- EXERCISE GOAL: Copy every one of the entries below word for word, leaving out the pictures.
.....
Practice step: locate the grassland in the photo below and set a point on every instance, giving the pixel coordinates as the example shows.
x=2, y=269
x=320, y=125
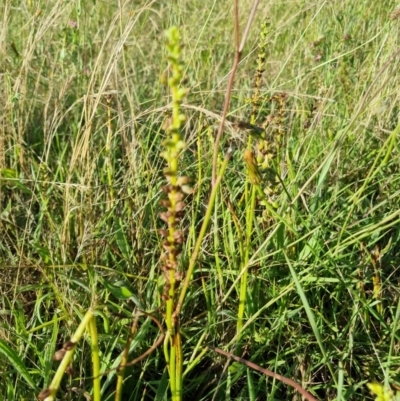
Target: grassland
x=304, y=282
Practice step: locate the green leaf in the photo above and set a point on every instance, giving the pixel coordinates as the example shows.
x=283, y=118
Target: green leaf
x=119, y=291
x=16, y=362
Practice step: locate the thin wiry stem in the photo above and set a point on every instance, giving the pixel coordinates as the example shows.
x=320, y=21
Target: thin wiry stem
x=239, y=46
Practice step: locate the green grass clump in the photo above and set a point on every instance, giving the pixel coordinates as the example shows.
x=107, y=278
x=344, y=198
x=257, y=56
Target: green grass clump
x=288, y=261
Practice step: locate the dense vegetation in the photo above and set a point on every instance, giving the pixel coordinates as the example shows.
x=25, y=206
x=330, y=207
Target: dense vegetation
x=297, y=271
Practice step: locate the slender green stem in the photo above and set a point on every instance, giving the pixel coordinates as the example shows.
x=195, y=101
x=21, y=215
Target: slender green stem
x=95, y=359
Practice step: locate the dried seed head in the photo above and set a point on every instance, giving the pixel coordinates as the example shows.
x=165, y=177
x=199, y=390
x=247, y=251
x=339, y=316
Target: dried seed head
x=165, y=203
x=68, y=345
x=70, y=370
x=395, y=14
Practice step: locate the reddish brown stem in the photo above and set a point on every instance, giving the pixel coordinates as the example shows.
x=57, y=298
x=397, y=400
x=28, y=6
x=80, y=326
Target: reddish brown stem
x=267, y=372
x=239, y=45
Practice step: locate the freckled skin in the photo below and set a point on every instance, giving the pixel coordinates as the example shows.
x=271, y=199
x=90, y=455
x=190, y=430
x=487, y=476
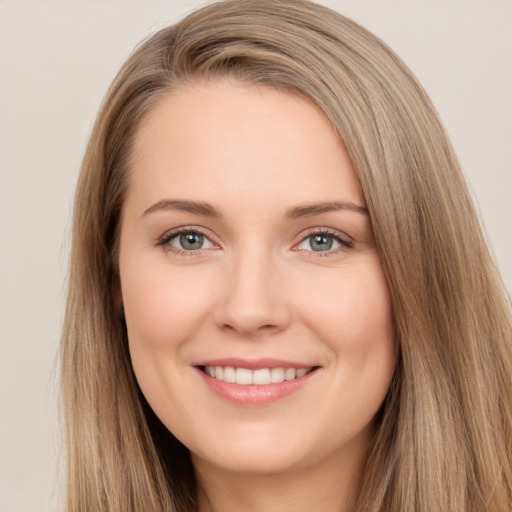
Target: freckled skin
x=256, y=288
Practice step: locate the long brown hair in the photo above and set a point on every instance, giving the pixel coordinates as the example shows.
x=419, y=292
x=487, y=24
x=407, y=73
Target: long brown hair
x=444, y=441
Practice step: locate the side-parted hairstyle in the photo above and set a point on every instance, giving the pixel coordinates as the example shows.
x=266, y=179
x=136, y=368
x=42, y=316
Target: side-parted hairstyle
x=444, y=440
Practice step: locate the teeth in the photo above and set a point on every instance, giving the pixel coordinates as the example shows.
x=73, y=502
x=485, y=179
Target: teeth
x=262, y=376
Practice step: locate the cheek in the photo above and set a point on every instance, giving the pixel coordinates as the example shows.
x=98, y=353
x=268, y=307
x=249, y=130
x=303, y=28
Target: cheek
x=162, y=306
x=354, y=311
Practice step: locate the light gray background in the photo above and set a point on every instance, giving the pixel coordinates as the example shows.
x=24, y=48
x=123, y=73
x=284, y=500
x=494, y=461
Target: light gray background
x=57, y=59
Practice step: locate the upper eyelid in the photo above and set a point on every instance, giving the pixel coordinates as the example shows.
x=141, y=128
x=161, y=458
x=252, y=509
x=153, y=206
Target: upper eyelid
x=168, y=235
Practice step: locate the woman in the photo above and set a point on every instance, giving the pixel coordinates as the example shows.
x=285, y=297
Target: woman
x=280, y=295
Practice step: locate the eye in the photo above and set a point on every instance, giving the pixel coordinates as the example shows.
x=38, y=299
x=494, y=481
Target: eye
x=323, y=242
x=186, y=240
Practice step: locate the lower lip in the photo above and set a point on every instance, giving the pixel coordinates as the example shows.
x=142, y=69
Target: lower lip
x=255, y=395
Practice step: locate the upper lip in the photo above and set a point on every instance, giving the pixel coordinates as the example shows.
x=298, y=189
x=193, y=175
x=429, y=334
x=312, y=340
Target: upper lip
x=253, y=364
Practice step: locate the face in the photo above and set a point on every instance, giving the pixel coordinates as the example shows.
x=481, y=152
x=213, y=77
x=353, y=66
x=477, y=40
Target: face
x=259, y=320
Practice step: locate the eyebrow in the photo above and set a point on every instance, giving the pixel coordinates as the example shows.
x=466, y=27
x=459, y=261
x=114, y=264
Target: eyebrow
x=197, y=207
x=207, y=210
x=317, y=209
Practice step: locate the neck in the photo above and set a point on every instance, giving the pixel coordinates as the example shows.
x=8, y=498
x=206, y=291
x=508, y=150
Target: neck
x=328, y=486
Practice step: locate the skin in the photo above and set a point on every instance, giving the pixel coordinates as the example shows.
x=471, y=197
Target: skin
x=255, y=289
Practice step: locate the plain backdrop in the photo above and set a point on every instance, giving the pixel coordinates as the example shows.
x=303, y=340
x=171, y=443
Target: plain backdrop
x=57, y=59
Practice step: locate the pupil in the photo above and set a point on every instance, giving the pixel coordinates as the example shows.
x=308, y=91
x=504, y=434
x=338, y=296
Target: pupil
x=321, y=243
x=191, y=241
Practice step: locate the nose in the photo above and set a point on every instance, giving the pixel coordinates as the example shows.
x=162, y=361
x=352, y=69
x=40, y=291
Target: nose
x=253, y=300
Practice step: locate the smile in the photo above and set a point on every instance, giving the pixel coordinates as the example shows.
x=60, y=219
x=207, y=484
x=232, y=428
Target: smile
x=259, y=377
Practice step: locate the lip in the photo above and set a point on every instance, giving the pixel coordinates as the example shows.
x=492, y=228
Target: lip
x=254, y=364
x=254, y=395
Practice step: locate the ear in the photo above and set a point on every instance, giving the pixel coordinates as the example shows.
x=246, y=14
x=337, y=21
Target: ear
x=117, y=295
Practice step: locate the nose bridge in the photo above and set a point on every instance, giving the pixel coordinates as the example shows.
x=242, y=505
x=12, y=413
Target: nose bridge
x=254, y=299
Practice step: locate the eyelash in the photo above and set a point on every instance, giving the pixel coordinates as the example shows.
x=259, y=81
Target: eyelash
x=345, y=244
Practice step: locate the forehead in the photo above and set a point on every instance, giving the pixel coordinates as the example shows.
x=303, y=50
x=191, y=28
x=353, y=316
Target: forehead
x=221, y=141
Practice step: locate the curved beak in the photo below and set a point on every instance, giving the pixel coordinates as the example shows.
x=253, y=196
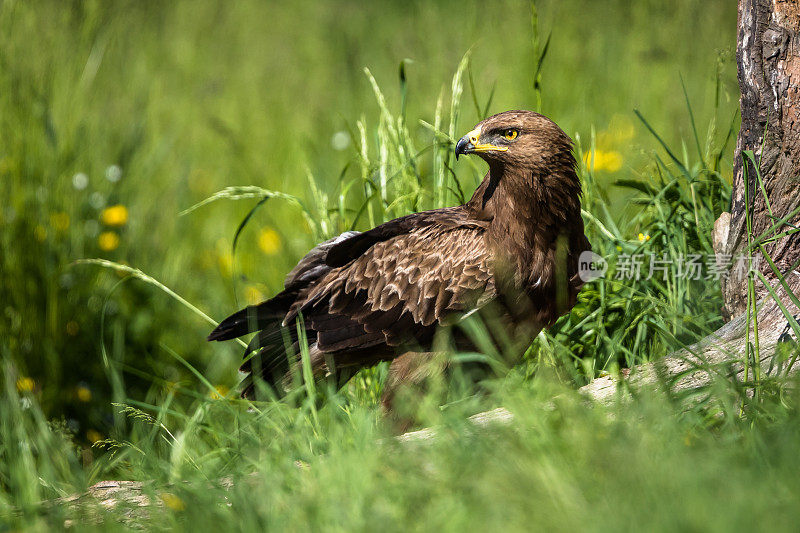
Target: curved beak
x=464, y=146
x=469, y=144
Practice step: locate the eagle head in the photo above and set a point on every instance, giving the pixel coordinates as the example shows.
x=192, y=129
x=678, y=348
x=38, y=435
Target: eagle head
x=519, y=138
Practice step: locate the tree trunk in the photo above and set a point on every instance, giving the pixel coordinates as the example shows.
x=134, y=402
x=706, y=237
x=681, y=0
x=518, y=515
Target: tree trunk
x=768, y=58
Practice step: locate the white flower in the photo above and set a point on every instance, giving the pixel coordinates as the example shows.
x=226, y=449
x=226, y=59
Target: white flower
x=80, y=181
x=340, y=140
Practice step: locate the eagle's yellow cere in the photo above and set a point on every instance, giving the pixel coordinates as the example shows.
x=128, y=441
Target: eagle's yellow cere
x=25, y=384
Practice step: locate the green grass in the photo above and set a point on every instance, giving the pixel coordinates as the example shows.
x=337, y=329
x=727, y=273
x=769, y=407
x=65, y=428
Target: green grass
x=269, y=113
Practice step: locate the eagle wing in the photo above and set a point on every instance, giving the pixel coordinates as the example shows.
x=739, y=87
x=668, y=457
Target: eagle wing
x=398, y=289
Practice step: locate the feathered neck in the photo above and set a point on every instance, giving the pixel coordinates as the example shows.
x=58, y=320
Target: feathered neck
.....
- ANSWER IN FULL:
Practice step: locate the grassland in the photo below and set a point on every instance, giving the pixel coordinates as the example shows.
x=2, y=269
x=320, y=125
Target: grassland
x=304, y=282
Practice step: locate the green leaf in the photo above and set a point on every instance, giving the pixel coordinates as the example shows.
x=283, y=118
Target: green leaf
x=119, y=291
x=16, y=362
Practice step: locate the thin wiry stem in the photo above and set a point on every instance, giving the pixel coordinates as the example shows.
x=320, y=21
Target: thin wiry stem
x=239, y=46
Practice step: locate the green grass clump in the photo above and set a point on every instance, giving the pixel coordinates as the example shows.
x=107, y=278
x=344, y=198
x=257, y=56
Target: green grass clump
x=288, y=261
Practice step: locate the dense vegetation in the photo above and set a point on every instance, giving the pixel coordinates as the example shows.
x=25, y=206
x=330, y=207
Target: dense vegetation
x=297, y=271
Practice step: locate the slender green stem in the photo above and set a point on every instance, giving the pixel coordinates as the example shows.
x=195, y=101
x=21, y=215
Target: slender green stem
x=95, y=359
Practice step: locate the dried seed head in the photo above and set a point on every instance, giving the pixel coordinates as the example shows.
x=165, y=177
x=199, y=390
x=247, y=251
x=339, y=316
Target: dried seed head
x=165, y=203
x=68, y=345
x=70, y=370
x=395, y=14
Practice step: locate the reddish brown stem in the photo above and set a point on every instance, giving the pixel coordinates as the example shows.
x=57, y=298
x=397, y=400
x=28, y=6
x=80, y=326
Target: reddish brown stem
x=267, y=372
x=239, y=45
Practice step: locate the freckled skin in the photo below and set a point on every instance, giving the pixel coordinates as the example shows.
x=271, y=199
x=90, y=455
x=190, y=430
x=487, y=476
Target: freckled skin
x=256, y=288
Practice step: locate the long brown hair in the photo above and set a point on every instance, giving the pixel coordinates as the example shows.
x=419, y=292
x=487, y=24
x=407, y=73
Target: long brown hair
x=444, y=441
Practice step: locate the side-parted hairstyle in the photo above and set a point on every instance, giving the pixel coordinates as the example shows.
x=266, y=179
x=136, y=368
x=42, y=316
Target: side-parted hairstyle
x=444, y=440
Practice step: locate the teeth in the photo above and set a point on every instance, giving the pixel coordinates as the example shows.
x=73, y=502
x=485, y=179
Target: teeth
x=262, y=376
Practice step: locate the cheek in the photo above and set a point on every instance, giving the pixel coordinates as the example shows.
x=98, y=353
x=268, y=307
x=249, y=130
x=303, y=28
Target: cheek
x=162, y=306
x=354, y=311
Practice step: locate the light gray background in the photo above and set a point on every instance, giving the pixel coordinates as the example shows.
x=24, y=48
x=123, y=73
x=284, y=500
x=494, y=461
Target: light gray background
x=57, y=59
Practice step: locate the upper eyelid in the photo above and set a point on every instance, giving the pixel coordinates as the example shows.
x=141, y=128
x=161, y=458
x=252, y=509
x=153, y=206
Target: upper eyelid
x=168, y=235
Practice step: locate the woman in the photo above and set a point on every instance, giving the pixel coordinates as the example shows.
x=285, y=297
Target: woman
x=280, y=295
Practice step: locate the eye in the photo above and set a point on every instance, giving the pixel coordinates as the example shows.
x=38, y=299
x=494, y=481
Target: eye
x=323, y=242
x=186, y=240
Practice step: locate the lower lip in the photo above and set a point on every instance, giving the pixel coordinates as the example shows.
x=142, y=69
Target: lower lip
x=255, y=395
Practice step: locate the upper lip in the photo above and set a point on every instance, giving the pixel coordinates as the example shows.
x=298, y=189
x=193, y=175
x=429, y=334
x=312, y=340
Target: upper lip
x=253, y=364
Practice step: locate the face in the photo above and set a point on every instance, giving the pixel coordinates as the example shows.
x=481, y=152
x=213, y=77
x=353, y=66
x=477, y=40
Target: face
x=259, y=320
Practice step: locate the eyebrow in the photo above and set a point on every instance, giving the pixel coordinates as the example shows.
x=466, y=27
x=459, y=261
x=114, y=264
Target: eyebrow
x=197, y=207
x=207, y=210
x=317, y=209
Practice step: locate the neck in the photo above and set a point on every instance, giving the pixel coordinates as the example shows.
x=8, y=498
x=206, y=291
x=508, y=150
Target: neck
x=328, y=486
Practice step: locate the skin in the photo above and set a point on every instance, giving the pixel coordinates as the example shows.
x=471, y=197
Target: skin
x=255, y=289
Practice step: locate the plain backdrop in the photo above and set a point on every instance, giving the pixel coordinates as the example shows.
x=303, y=340
x=171, y=443
Target: plain backdrop
x=57, y=59
Practice step: locate the pupil in the photo above and set a point on every instance, giving the pixel coordinates as the example shows.
x=308, y=91
x=504, y=434
x=338, y=296
Target: pupil
x=321, y=243
x=191, y=241
Practice step: locate the nose in the photo above and set a point on every instance, giving the pixel coordinates as the example shows.
x=162, y=361
x=352, y=69
x=40, y=291
Target: nose
x=253, y=300
Practice step: locate the smile in the photo above and set a point on every instance, giving the pixel coordinates as the example shows.
x=60, y=219
x=207, y=484
x=232, y=428
Target: smile
x=259, y=377
Practice step: locate the lip in the photo above and set a point on every instance, giving the pixel coordinates as the example shows.
x=492, y=228
Target: lip
x=254, y=364
x=254, y=395
Practice step: locate the ear in the photo above and set a point on every instance, giving the pixel coordinates as the example shows.
x=246, y=14
x=337, y=21
Target: ear
x=117, y=295
Practice step: locate the nose bridge in the photo above and set a point on every instance, giving the pixel coordinates as the example shows.
x=242, y=505
x=12, y=413
Target: nose bridge
x=254, y=299
Practice step: locate the eyelash in the photo above and set a point on every instance, giving the pixel coordinates as the example shows.
x=259, y=81
Target: eyelash
x=345, y=244
Practice step: locate the forehead in the photo above and set a point on every instance, giving the pixel coordinates as the example shows.
x=303, y=50
x=191, y=28
x=353, y=316
Target: forehead
x=221, y=141
Practice step: locate the curved beak in the photo below and set a point on every instance, giving the pixel coordinates as the example shows.
x=253, y=196
Target: curved beak
x=464, y=146
x=469, y=144
Practice step: locate the eagle head in the photo above and set a point on every instance, giving the pixel coordinates as the example shows.
x=192, y=129
x=678, y=348
x=38, y=435
Target: eagle head
x=519, y=138
Practice step: locate the tree trunk in the photo above and set a point on every instance, giving the pixel coordinates as the example shows.
x=134, y=402
x=706, y=237
x=681, y=0
x=518, y=515
Target: tree trunk
x=768, y=58
Practice step: locate the white flower in the photo above and set a point on every instance, giving the pixel coordinates as the example shows.
x=226, y=449
x=226, y=59
Target: white flower
x=80, y=181
x=340, y=140
Practice step: locate the eagle's yellow cere in the photo above and set a point on every instance, giving the pixel coordinates as the example shows.
x=128, y=441
Target: eagle's yellow cere
x=25, y=384
Practice step: locate the green grass in the photo above and set a point on every instance, giving the pixel coordinates as the example shows.
x=337, y=329
x=727, y=273
x=769, y=407
x=65, y=428
Target: green grass
x=269, y=113
Practice step: locate the eagle wing in the photo above and set a point on every instance, giving the pixel coordinates as the example shows.
x=739, y=87
x=668, y=457
Target: eagle wing
x=398, y=289
Practice step: locate the feathered neck in the photo above and set a point on every instance, giving the pixel coordinates as the example shows.
x=58, y=320
Target: feathered neck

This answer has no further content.